== Given text ==

For years, creators have called out beauty filters for reinforcing Eurocentric features from lightened skin to narrower noses and even altered eye color. Now, a new study suggests the impact reaches far beyond aesthetics. According to researchers, these filters, paired with constant exposure to online racism, may be quietly harming Black adolescents’ mental health.

A study published in JAMA Network found that Black youth who encounter race-related online experiences, everything from discriminatory comments to traumatic videos of police violence, show increased signs of anxiety and depression the following day. And while positive cultural content does exist online, researchers note that negative experiences often outweigh the good.
On average, Black adolescents in the study experienced six race-related interactions per day, including 3.2 incidents of online racism and 2.8 positive experiences.
The research was led by Brendesha Tynes, a professor at the University of Southern California, with co-authors Devin English of Rutgers University and Taylor McGee of Christopher Newport University. Their work analyzed survey responses from 141 Black adolescents, ages 11 to 19, across the U.S. Data was collected over seven days in December 2020.

With hate speech rising online and diversity initiatives facing backlash nationwide, Tynes says this research is more urgent than ever.
“We need studies that are documenting what’s happening,” she explained in a recent interview with The Guardian. “And also we need platforms to help people to manage those experiences, to critique them.”

== Information ==
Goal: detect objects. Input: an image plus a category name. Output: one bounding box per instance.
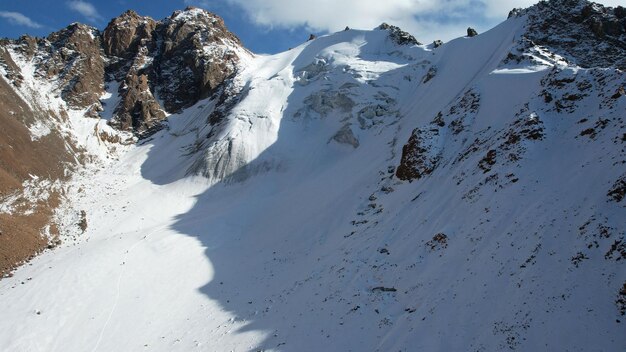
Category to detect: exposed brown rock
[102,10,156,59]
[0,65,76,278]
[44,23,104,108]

== Work item ==
Copy the passage of the text on beauty filters and Black adolescents' mental health between "A study published" and "2.8 positive experiences.", inclusive.

== Answer to this task ==
A study published in JAMA Network found that Black youth who encounter race-related online experiences, everything from discriminatory comments to traumatic videos of police violence, show increased signs of anxiety and depression the following day. And while positive cultural content does exist online, researchers note that negative experiences often outweigh the good.
On average, Black adolescents in the study experienced six race-related interactions per day, including 3.2 incidents of online racism and 2.8 positive experiences.